REQUISITI: Ricopia tali e quali le righe, dalla riga che contiene "the bathroom mirror" fino a quella che contiene "point(586, 122)", entrambe incluse.
━━━ ESTRATTI DEL DATASET ━━━
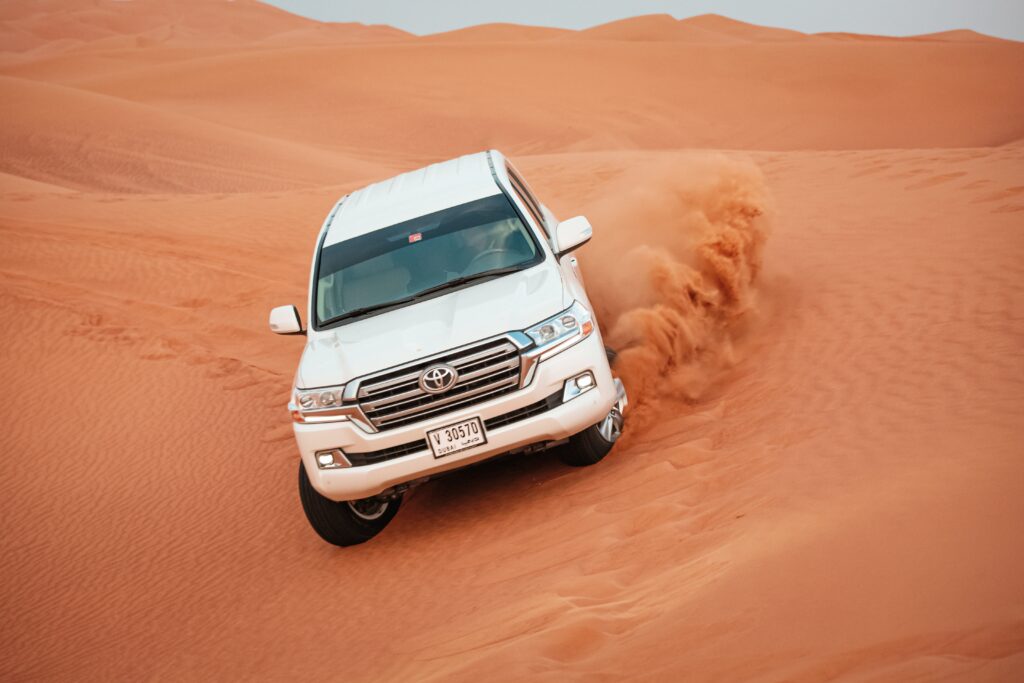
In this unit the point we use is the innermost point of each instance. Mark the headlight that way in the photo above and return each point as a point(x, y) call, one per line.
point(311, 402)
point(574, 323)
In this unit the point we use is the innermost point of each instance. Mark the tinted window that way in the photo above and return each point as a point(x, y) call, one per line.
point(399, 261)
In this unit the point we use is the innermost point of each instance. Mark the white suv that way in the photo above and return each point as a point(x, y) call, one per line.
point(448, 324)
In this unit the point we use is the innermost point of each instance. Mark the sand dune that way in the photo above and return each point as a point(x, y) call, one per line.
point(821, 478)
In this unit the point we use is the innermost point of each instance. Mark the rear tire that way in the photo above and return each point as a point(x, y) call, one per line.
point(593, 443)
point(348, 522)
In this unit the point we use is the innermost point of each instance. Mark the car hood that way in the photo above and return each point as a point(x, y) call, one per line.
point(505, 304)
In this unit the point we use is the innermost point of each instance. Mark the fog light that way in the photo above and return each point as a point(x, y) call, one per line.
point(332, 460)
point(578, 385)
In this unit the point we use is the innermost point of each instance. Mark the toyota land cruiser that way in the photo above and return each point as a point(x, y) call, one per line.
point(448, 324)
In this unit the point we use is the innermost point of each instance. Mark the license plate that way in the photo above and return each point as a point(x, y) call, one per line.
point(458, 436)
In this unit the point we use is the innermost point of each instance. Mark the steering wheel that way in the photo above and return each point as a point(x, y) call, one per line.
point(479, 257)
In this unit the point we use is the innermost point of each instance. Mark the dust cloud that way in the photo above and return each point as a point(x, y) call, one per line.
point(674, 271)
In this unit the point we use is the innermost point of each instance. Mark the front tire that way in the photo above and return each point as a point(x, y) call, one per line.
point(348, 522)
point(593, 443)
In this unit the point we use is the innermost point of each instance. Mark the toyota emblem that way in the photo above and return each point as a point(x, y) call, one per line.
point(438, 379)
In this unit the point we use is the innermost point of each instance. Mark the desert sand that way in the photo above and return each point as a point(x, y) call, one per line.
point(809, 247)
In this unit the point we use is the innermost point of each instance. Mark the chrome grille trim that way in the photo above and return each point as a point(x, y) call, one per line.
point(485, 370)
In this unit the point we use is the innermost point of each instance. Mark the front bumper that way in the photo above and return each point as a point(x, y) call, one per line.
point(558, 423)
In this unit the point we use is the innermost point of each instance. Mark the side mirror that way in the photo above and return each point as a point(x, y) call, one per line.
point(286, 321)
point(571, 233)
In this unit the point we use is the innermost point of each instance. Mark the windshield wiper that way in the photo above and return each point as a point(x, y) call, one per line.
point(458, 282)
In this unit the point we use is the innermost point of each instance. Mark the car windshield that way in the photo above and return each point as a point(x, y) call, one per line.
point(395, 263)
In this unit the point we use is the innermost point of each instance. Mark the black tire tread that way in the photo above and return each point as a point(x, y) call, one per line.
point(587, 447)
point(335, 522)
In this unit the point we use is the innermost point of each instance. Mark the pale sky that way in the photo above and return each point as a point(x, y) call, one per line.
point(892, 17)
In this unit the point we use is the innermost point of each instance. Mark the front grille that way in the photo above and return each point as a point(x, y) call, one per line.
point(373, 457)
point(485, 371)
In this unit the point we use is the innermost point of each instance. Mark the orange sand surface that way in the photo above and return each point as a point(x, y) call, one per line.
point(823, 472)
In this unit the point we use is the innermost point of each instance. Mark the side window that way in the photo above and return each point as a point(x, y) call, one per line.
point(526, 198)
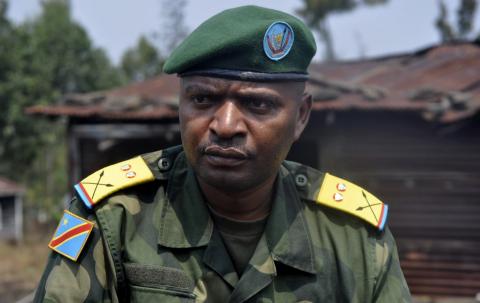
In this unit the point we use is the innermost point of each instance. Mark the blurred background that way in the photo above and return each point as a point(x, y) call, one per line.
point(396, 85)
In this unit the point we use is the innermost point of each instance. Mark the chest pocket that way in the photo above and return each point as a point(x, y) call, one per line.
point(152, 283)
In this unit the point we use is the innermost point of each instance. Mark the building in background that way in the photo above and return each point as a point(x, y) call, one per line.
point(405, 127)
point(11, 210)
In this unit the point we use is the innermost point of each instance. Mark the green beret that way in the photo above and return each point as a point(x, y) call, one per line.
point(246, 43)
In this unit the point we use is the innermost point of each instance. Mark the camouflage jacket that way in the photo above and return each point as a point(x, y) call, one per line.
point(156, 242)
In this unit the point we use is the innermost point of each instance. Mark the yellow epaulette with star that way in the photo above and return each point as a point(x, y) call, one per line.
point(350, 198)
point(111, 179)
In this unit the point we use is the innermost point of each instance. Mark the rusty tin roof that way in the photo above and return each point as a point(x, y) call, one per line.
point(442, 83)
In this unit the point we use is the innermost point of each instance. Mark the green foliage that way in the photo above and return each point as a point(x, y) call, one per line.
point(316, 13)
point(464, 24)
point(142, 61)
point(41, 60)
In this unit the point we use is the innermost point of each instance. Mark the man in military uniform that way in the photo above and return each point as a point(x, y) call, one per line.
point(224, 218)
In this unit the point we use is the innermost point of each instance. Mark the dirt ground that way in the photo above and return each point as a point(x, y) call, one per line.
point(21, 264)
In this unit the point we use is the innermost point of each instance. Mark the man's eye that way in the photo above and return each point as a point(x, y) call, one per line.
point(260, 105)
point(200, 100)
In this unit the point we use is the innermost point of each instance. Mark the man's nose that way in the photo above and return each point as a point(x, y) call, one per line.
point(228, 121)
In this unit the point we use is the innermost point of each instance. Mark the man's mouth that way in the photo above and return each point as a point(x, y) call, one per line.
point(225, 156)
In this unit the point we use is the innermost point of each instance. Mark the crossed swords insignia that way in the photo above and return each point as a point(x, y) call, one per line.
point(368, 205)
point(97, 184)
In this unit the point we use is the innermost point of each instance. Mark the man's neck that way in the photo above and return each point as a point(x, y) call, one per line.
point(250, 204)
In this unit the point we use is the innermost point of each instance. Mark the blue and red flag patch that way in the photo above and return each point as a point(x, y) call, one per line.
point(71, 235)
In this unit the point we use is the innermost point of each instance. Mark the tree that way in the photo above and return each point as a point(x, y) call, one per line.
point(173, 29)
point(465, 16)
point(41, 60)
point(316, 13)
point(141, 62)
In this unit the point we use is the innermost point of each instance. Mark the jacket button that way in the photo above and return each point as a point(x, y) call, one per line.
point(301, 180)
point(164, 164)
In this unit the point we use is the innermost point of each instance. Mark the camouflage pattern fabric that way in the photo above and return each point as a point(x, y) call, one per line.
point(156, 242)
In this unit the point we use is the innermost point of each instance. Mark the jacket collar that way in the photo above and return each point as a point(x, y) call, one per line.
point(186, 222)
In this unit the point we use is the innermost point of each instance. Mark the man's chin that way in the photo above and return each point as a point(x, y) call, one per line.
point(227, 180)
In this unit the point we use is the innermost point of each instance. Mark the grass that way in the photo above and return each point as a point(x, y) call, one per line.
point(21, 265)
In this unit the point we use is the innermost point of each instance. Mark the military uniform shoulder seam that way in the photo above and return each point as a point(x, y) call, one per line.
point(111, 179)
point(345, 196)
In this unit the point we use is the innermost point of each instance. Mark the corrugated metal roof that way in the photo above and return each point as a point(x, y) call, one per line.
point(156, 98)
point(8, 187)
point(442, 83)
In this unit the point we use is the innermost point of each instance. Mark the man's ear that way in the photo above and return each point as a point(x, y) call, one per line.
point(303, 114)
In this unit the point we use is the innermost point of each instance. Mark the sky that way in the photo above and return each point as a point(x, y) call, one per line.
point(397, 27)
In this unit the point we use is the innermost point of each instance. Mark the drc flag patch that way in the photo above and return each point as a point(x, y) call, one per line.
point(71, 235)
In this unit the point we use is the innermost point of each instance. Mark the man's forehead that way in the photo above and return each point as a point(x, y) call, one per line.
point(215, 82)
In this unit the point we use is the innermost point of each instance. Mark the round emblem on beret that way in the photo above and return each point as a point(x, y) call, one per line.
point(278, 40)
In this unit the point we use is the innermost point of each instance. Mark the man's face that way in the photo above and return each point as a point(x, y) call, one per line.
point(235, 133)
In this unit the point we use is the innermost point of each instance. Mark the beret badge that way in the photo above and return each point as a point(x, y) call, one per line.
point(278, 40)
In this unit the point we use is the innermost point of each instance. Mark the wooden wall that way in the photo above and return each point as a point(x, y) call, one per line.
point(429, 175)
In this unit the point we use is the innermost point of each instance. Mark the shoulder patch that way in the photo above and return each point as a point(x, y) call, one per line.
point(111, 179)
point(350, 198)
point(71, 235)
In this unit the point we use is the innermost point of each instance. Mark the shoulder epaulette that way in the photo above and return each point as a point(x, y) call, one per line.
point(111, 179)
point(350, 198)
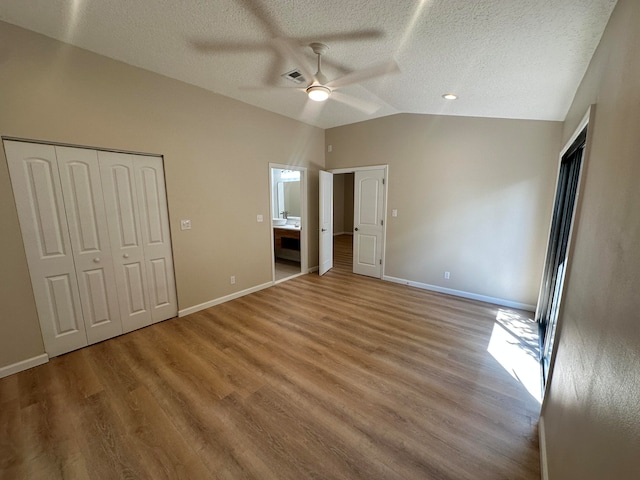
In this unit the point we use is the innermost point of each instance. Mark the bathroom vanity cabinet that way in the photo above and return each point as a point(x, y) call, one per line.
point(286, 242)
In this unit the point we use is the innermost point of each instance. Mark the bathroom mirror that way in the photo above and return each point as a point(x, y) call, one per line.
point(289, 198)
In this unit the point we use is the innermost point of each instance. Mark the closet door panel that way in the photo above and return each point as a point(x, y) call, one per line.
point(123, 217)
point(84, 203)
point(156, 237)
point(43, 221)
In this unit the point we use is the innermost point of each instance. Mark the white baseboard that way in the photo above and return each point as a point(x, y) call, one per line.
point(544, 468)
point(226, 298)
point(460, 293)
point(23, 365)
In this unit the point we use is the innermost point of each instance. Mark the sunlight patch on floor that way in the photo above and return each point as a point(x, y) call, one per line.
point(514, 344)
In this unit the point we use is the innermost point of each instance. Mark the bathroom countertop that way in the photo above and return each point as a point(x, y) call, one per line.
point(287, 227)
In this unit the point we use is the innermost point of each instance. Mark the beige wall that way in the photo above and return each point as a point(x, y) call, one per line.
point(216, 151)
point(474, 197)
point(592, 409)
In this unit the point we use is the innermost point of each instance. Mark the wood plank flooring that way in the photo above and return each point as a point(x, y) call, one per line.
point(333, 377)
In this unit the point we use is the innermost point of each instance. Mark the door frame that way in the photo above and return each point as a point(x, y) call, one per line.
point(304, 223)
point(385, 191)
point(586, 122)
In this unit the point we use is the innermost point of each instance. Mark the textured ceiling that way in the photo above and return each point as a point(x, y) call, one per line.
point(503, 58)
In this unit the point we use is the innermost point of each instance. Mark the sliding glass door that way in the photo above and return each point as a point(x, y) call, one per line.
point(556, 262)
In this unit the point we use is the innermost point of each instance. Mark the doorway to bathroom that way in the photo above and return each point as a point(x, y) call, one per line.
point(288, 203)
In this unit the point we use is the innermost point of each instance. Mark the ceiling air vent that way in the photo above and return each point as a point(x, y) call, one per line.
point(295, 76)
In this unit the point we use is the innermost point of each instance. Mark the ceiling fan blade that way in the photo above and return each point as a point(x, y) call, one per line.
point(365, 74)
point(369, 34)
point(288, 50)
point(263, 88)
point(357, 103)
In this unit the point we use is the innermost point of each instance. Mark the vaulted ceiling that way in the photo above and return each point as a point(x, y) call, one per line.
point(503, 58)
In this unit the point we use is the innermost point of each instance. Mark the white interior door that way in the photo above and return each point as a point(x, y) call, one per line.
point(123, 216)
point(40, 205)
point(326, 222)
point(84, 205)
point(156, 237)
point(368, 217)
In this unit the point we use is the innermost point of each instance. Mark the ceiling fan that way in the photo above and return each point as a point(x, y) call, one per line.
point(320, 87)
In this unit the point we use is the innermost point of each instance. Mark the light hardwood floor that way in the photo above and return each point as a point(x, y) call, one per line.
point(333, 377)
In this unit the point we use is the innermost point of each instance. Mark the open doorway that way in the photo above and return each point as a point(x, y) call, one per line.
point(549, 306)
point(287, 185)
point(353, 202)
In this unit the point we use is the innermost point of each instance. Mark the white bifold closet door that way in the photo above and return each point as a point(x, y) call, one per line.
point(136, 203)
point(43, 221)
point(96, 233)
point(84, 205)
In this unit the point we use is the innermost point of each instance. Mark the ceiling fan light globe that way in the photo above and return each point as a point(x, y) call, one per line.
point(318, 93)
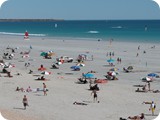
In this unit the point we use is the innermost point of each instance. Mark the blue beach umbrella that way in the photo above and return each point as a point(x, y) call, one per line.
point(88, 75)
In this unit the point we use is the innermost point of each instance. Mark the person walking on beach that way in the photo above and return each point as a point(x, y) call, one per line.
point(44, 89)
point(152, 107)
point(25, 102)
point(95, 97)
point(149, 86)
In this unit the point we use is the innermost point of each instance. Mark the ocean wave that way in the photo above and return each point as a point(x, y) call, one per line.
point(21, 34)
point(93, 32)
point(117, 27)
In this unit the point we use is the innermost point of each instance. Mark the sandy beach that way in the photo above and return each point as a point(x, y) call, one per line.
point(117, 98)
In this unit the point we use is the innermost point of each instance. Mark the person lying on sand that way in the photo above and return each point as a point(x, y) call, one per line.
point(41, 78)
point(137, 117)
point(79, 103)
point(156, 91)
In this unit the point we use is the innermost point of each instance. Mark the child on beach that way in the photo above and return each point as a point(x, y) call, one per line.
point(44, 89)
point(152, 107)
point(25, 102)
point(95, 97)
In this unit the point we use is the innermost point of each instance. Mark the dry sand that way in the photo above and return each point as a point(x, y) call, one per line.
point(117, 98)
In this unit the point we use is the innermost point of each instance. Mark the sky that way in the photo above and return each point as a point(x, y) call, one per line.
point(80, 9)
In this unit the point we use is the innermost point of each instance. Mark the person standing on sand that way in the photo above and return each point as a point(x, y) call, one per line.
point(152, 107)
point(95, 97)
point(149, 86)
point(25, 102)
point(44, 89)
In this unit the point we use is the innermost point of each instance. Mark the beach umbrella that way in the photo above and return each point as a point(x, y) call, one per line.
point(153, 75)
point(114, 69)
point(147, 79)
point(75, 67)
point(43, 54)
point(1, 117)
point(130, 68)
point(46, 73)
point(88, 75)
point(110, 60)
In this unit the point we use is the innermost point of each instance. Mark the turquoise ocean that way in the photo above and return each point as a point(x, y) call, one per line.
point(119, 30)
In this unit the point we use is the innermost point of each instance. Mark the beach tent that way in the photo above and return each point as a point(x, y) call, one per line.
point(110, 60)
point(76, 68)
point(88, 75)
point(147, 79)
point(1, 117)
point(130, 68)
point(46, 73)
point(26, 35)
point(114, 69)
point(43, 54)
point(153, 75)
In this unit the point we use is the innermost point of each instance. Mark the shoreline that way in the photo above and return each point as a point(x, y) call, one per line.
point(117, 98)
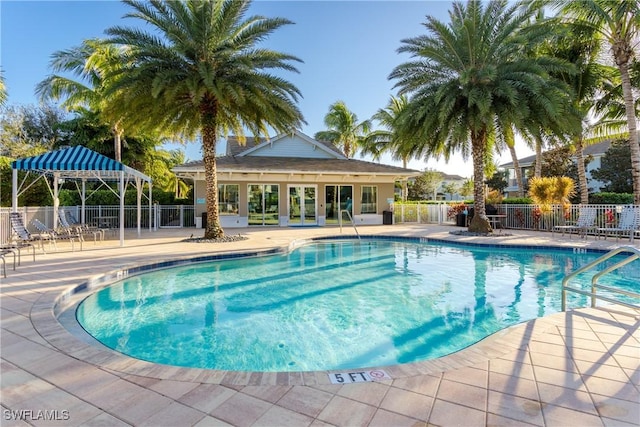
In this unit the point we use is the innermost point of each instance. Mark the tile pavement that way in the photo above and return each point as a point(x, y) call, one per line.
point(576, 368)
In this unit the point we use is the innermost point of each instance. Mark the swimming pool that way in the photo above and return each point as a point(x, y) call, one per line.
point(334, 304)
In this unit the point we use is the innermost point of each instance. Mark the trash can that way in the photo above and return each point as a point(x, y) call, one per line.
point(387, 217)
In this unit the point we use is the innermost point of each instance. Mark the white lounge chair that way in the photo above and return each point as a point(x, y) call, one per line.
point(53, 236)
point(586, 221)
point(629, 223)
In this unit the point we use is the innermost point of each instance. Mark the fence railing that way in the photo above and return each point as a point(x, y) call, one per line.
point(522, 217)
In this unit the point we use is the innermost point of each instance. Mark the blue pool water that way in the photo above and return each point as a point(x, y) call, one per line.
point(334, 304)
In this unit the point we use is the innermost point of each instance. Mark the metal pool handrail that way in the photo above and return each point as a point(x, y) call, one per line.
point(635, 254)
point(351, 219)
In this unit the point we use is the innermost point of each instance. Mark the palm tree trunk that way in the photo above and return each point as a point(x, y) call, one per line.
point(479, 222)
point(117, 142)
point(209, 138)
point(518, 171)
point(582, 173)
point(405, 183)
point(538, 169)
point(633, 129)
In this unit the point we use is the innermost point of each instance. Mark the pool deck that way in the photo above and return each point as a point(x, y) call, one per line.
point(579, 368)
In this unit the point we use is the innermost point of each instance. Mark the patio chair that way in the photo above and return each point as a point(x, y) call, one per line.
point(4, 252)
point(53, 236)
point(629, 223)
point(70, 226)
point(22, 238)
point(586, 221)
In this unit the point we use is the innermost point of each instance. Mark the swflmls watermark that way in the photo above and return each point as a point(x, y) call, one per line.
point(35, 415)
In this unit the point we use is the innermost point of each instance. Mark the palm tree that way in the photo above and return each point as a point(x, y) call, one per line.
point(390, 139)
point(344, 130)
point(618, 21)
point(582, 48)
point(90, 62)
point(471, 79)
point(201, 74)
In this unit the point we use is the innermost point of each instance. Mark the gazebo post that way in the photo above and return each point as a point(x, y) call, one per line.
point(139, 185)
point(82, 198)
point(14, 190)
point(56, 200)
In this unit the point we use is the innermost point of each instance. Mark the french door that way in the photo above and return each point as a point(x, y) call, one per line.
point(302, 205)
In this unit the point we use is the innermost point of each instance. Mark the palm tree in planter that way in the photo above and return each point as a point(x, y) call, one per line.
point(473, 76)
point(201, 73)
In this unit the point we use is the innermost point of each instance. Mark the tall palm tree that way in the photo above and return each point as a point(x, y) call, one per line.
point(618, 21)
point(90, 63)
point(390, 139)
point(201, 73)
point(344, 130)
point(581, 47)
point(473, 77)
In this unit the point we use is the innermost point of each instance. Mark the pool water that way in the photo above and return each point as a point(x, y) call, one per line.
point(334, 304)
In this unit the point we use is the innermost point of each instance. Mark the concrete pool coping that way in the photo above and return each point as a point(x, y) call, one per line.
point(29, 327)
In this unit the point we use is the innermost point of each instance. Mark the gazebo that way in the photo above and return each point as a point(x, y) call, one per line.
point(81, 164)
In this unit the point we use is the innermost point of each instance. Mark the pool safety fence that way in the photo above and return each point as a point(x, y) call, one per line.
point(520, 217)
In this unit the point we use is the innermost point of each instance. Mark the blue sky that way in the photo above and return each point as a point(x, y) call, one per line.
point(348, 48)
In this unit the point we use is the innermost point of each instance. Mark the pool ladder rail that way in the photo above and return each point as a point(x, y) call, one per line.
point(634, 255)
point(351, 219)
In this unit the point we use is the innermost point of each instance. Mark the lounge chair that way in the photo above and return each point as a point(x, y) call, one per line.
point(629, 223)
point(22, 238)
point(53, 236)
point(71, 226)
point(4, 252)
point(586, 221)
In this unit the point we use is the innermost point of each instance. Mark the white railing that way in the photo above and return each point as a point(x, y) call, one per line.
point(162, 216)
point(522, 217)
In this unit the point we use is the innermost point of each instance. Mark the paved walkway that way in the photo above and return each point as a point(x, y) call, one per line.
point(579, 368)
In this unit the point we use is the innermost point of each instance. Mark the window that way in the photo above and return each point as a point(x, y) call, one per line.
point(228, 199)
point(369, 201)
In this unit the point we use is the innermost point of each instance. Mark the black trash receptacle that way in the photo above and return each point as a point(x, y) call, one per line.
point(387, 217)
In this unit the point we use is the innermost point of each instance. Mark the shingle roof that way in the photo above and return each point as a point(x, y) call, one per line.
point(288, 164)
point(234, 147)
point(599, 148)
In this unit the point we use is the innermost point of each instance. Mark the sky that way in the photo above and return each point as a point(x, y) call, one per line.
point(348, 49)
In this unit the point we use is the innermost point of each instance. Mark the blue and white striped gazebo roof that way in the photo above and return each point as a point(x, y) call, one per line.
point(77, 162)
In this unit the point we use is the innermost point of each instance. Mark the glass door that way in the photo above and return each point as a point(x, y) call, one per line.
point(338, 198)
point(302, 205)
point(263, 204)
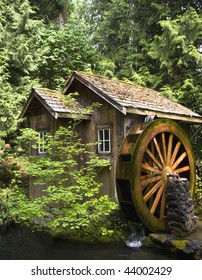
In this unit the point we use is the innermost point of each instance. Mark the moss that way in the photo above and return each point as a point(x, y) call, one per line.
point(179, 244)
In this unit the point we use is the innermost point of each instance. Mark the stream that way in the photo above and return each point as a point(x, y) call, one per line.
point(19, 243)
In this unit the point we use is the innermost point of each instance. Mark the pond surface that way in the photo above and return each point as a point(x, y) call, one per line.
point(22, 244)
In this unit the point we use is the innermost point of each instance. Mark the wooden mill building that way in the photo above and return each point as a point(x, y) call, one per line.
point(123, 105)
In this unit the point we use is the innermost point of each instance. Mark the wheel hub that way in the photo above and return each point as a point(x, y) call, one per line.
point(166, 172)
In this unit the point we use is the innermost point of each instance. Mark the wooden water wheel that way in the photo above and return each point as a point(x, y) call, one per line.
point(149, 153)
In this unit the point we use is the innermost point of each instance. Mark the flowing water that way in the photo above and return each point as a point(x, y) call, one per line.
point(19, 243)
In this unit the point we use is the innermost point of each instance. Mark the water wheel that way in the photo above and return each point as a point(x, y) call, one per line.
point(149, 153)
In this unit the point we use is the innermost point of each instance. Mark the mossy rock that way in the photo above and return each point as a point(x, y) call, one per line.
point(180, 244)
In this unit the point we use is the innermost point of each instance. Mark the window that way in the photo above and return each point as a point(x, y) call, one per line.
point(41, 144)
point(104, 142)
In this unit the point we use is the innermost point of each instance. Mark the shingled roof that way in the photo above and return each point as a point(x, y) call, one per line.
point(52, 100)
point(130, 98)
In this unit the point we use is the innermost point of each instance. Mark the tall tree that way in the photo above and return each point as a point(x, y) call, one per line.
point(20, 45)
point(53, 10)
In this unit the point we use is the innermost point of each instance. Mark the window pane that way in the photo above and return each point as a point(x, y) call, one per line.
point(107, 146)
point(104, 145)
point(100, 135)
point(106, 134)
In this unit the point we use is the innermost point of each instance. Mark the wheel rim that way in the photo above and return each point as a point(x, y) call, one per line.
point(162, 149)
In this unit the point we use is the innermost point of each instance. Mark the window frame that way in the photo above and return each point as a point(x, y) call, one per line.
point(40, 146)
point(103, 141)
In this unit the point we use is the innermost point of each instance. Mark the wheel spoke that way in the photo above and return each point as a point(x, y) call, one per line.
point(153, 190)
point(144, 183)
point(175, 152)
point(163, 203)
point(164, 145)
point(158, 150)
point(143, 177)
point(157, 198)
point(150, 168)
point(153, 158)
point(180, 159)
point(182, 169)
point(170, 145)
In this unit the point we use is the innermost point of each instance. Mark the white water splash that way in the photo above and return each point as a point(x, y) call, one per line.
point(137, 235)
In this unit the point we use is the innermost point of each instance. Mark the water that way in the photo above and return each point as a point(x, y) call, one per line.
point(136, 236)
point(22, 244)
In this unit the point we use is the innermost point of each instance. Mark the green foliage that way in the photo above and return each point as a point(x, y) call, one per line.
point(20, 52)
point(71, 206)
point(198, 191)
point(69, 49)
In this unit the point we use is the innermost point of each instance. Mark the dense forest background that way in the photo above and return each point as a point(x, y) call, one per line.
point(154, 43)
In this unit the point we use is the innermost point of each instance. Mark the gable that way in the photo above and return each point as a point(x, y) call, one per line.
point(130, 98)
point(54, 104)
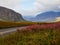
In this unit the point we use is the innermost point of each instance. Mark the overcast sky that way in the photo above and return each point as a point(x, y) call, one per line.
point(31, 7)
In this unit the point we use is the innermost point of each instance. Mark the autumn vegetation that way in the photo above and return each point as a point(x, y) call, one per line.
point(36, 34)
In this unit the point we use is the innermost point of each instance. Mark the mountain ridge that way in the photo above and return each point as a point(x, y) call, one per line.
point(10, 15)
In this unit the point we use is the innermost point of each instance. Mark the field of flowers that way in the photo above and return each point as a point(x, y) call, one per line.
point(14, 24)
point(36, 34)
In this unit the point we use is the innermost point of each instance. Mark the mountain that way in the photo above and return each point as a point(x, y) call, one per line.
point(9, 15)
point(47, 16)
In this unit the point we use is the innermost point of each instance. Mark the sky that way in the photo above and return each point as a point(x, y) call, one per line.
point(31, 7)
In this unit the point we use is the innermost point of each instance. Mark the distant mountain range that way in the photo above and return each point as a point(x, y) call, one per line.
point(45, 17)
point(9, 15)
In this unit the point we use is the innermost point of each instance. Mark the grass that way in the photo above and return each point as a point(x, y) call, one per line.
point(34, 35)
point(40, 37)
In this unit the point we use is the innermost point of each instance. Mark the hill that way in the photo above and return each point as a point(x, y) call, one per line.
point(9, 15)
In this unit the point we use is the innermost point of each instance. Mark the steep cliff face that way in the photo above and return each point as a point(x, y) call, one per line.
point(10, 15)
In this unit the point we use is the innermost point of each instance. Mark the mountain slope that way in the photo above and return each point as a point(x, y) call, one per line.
━━━
RISPOSTA QUI SOTTO:
In this unit the point we use is the innermost point of each instance. Mark the bathroom mirror that way in the photo above and return each point as a point(x, y) call, one per line.
point(289, 198)
In this unit the point we use is the innermost point of each instance. Mark the closet door panel that way in the photo above and return each point as a point(x, y) call, one per line.
point(123, 217)
point(84, 203)
point(156, 237)
point(43, 221)
In this unit the point we use is the innermost point of each instance. Mark the white baseboard that way in the photo above and return each point as a point(x, y) call, one per line.
point(544, 468)
point(226, 298)
point(460, 293)
point(23, 365)
In this unit the point we use is the innermost point of each instance. Mark the sunlight patch on floor that way in the photo above and return each point as a point(x, y) call, one per line.
point(514, 344)
In this unit the point we use is the innermost point of each instance. Mark the bathroom countertop that way in the photo above and return each point as a point(x, y) call, one per line.
point(287, 227)
In this unit the point we use is the innermost point of each instance. Mark the beige wall that way in the photo above and return each point as a point(x, y) call, one per line.
point(216, 151)
point(474, 197)
point(592, 409)
In this unit the point we use is the innermost point of each instance. Mark the wood plank flooring that way in the photo above and return each point as a point(x, y) call, one per line.
point(333, 377)
In this unit the point we use is the innermost point of each instance. Mark the door frame that way in the photo above and return each point as a point(x, y) call, one per line.
point(304, 223)
point(385, 191)
point(586, 122)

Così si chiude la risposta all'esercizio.